# Task to carry out
Please output the lines below word for word, starting with the first one and continuing up to and including the line that contains "[29,243,56,362]".

-- begin --

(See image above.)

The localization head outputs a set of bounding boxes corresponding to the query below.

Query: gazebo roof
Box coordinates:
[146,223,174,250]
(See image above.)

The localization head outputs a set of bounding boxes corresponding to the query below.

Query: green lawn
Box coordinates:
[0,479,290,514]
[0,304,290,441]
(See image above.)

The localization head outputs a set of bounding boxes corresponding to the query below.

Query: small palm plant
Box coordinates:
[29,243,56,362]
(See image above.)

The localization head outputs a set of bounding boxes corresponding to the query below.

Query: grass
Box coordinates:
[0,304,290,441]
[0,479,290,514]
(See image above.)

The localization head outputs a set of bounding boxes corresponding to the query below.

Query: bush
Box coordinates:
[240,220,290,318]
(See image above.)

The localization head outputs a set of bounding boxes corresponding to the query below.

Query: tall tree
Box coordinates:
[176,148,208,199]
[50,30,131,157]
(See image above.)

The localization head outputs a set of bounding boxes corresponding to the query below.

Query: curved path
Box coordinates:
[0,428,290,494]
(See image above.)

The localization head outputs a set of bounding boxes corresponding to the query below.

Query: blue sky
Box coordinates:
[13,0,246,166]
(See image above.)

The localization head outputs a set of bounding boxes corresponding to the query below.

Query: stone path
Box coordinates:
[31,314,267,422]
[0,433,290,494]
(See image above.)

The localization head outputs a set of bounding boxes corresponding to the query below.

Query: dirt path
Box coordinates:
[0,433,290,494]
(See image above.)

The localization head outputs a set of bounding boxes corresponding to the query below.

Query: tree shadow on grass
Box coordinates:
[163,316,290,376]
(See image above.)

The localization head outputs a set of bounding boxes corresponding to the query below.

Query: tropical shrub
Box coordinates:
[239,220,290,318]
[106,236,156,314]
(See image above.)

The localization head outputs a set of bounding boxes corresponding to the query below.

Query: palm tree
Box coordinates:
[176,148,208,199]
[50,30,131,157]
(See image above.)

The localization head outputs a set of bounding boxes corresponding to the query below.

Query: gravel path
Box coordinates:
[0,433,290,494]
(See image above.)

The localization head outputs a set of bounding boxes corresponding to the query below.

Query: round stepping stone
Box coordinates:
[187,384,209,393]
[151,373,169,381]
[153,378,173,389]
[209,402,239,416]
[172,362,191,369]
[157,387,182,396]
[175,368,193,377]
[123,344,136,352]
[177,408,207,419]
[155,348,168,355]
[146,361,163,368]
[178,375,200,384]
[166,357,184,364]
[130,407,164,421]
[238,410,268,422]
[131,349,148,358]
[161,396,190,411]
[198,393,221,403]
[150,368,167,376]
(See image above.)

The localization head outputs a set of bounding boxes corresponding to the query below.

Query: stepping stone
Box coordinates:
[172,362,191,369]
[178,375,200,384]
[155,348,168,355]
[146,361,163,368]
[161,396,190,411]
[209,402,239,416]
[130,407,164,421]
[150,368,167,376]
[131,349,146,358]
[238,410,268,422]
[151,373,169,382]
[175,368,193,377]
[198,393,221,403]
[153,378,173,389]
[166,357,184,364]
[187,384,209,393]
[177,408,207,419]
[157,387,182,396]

-- end --

# Final result
(See image above.)

The localization head outputs a set of bounding boxes corresponding to the query below.

Query: gazebo roof
Box coordinates:
[146,223,174,250]
(See image above.)

The localization head outputs a set of bounding boxes corresponding to the query below.

Query: green lawn
Box coordinates:
[0,479,290,514]
[0,304,290,441]
(See image above.)

The localization head outputs a set of bounding boxes corresponding to the query below.

Query: small palm plant
Box coordinates:
[29,243,56,362]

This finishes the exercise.